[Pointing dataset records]
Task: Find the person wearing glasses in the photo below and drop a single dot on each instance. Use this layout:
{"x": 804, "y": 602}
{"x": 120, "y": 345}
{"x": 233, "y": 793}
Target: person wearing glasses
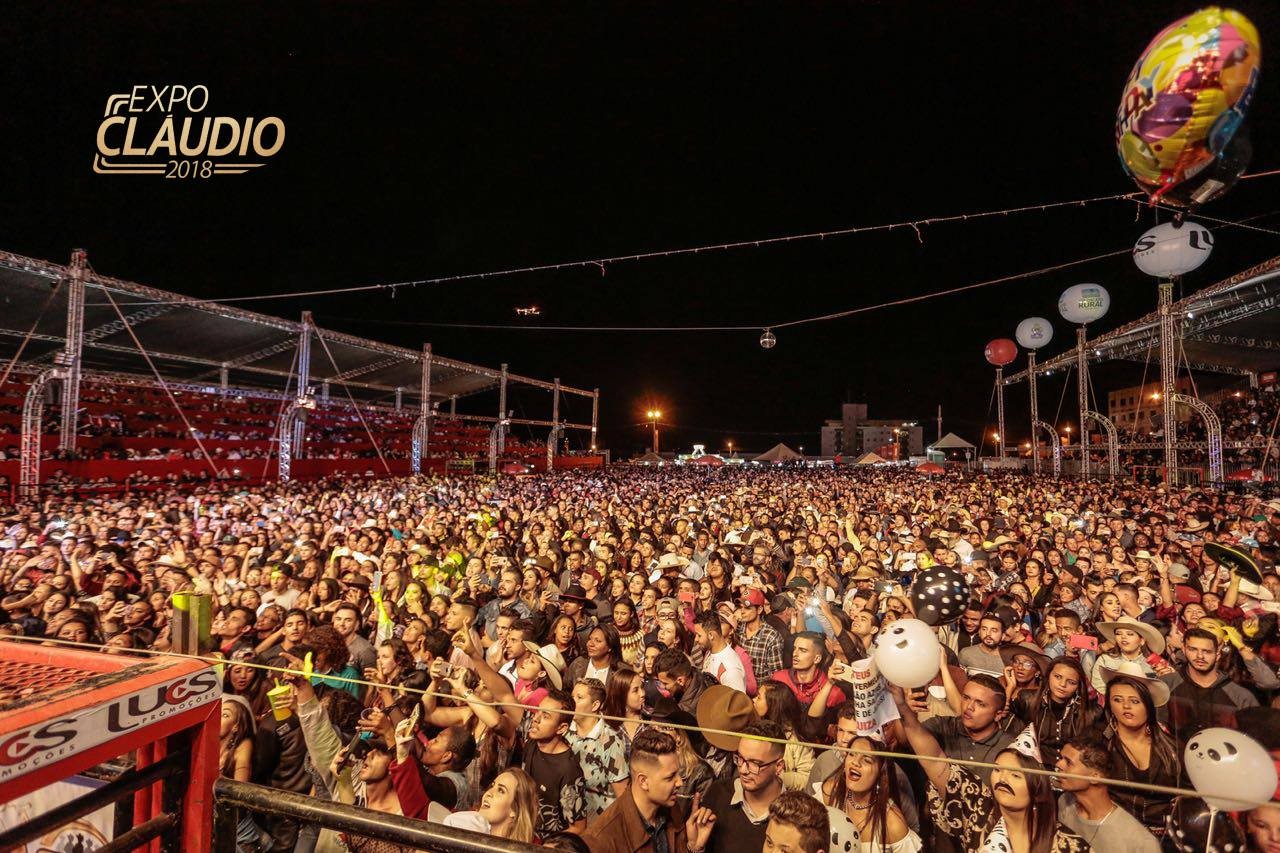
{"x": 741, "y": 804}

● **DIRECTION**
Output the listing above as a JSON list of strings with one string per line. Omit blank lines and leave out the pictures.

● **EXERCISE SOLUTION**
[
  "Task: Find the person wearing glasses in the photo below and drop a single dot on each instance. Use this layout:",
  "{\"x\": 804, \"y\": 602}",
  "{\"x\": 120, \"y\": 345}",
  "{\"x\": 233, \"y\": 793}",
  "Target: person wearing glasses",
  "{\"x\": 741, \"y\": 804}"
]